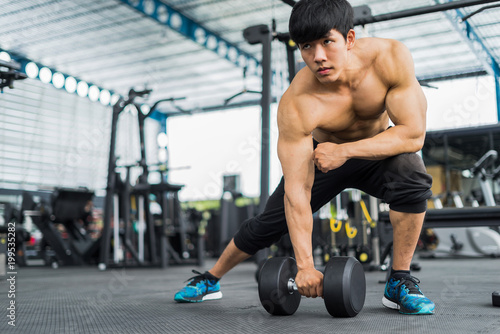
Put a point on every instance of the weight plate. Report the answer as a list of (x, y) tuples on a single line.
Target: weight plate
[(344, 286), (274, 292)]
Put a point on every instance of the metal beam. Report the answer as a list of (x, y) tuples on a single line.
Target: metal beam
[(439, 7), (189, 28), (475, 43)]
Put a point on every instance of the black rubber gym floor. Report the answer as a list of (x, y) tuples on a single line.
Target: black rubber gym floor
[(85, 300)]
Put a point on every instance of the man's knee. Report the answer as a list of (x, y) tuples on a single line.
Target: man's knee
[(255, 235), (407, 184)]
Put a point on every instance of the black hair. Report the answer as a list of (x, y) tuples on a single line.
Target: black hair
[(313, 19)]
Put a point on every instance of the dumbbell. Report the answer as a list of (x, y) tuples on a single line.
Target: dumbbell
[(344, 286)]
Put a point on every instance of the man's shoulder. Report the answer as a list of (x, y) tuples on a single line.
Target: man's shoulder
[(388, 56), (376, 46)]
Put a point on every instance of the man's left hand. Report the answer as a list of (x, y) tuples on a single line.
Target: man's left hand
[(328, 156)]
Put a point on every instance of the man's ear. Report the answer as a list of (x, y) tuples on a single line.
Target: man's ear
[(350, 39)]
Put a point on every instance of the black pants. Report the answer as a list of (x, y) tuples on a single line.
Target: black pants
[(401, 181)]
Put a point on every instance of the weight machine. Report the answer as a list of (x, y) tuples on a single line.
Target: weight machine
[(8, 77), (137, 237)]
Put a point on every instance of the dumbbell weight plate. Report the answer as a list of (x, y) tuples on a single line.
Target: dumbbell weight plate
[(275, 292), (344, 286)]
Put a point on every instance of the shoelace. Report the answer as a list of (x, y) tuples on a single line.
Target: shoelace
[(411, 283), (196, 279)]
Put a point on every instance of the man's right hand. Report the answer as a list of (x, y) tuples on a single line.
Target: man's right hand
[(309, 282)]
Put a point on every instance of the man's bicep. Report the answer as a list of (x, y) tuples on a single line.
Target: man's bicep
[(295, 155)]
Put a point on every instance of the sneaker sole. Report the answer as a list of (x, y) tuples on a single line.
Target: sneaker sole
[(213, 296), (210, 296), (394, 306)]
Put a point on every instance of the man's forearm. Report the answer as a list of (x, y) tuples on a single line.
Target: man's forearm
[(300, 225), (393, 141)]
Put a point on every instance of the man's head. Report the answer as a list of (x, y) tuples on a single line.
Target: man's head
[(313, 19)]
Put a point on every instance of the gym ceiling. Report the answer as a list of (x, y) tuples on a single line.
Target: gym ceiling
[(194, 50)]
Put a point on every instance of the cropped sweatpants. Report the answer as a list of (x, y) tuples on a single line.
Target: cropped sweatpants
[(401, 181)]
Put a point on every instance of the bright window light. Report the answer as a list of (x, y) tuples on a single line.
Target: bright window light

# # # #

Could you return all of the material above, line for line and unchanged, but without the pictures?

** WRITTEN SOLUTION **
Put a point on every instance of the weight plate. Report the answer as a list of (x, y) tuples on a single line.
Target: weight plate
[(344, 286), (274, 292)]
Put a point on every instance of the metal beam. Report the answer as a list of (x, y) tuples on a single line.
Target: metal beam
[(439, 7), (189, 28), (475, 43)]
Put a point on every instance of the black rubber gym floor. Report the answer as a list of (x, y) tuples on a single line.
Target: black rubber gym floor
[(85, 300)]
Put a point on every instance of the man's knee. Report the answer as a list of (x, y) tuples on a single line.
Target: man's knee
[(255, 235), (407, 184)]
Put a point on every instance of the black hair. Report the answer as a list of (x, y) tuples on a single line.
Target: black hair
[(313, 19)]
Put a point on every instance of the dumbbell. Report the answer as a list of (x, y) tuples on a single line.
Target: dumbbell
[(344, 286)]
Put a point on every instance of the man's shoulder. Report the answer as a list of (x, y) tuples on a single line.
Target: man's shoulder
[(388, 56), (376, 46)]
Put a point on every instance of the man's left hand. Report the answer as a list of (x, y) tuples on a single line.
Target: man's left hand
[(328, 156)]
Put a point on every instance of the man's ear. Report the answer as a list of (x, y) tuples on a single line.
Target: man's ear
[(350, 39)]
Put a point on every instance of the black pants. Report the answer as a list of (x, y) tuples on a single line.
Target: black pants
[(401, 181)]
Put a point on every instance of the weight machine. Report the answer as a list of (x, y) tuples on a single line.
Target: weight machine
[(8, 77), (137, 237)]
Put a point on every instance of the dumbbell weight plate. Report the answer as a list of (x, y) tuples on a single line.
Target: dumbbell weight plate
[(275, 292), (344, 286)]
Put a point on every instance of the shoelace. Report the answer as a list of (x, y) tuples on a single line.
Target: shoelace
[(411, 283), (196, 279)]
Put a point on every instance of the man's right hand. Report the answer as a list of (x, y) tuples on a single line.
Target: man's right hand
[(309, 282)]
Put a point on every instance of the man's bicep. Report the answer as a list of (x, y) tuples on a single line.
Target: man's bicep
[(295, 155)]
Put a point on every instance of the sneaker sole. Report the answer as a list of (x, y) tuples on a single line.
Target: sneaker sole
[(213, 296), (210, 296), (394, 306)]
Put a point on every instance of the man's forearm. Report the answer as a list of (x, y) tuples on a single line.
Target: man's forearm
[(300, 225), (393, 141)]
Put a point on every instance of the man's head. Report the answer as a list of (x, y) tuples on a single line.
Target: man's head
[(313, 19)]
Put a point on every instance of the gym ceiling. Report the answer as a list of (x, y) tuples on a single line.
Target: gym ceiling
[(194, 50)]
Put a point on every instance of the cropped sweatpants. Report the answer as a list of (x, y) tuples on a single line.
Target: cropped sweatpants
[(401, 181)]
Put a point on every instance of the bright window light. Report the answer as a list of (x, y) tuples on a single line.
Target: bright window light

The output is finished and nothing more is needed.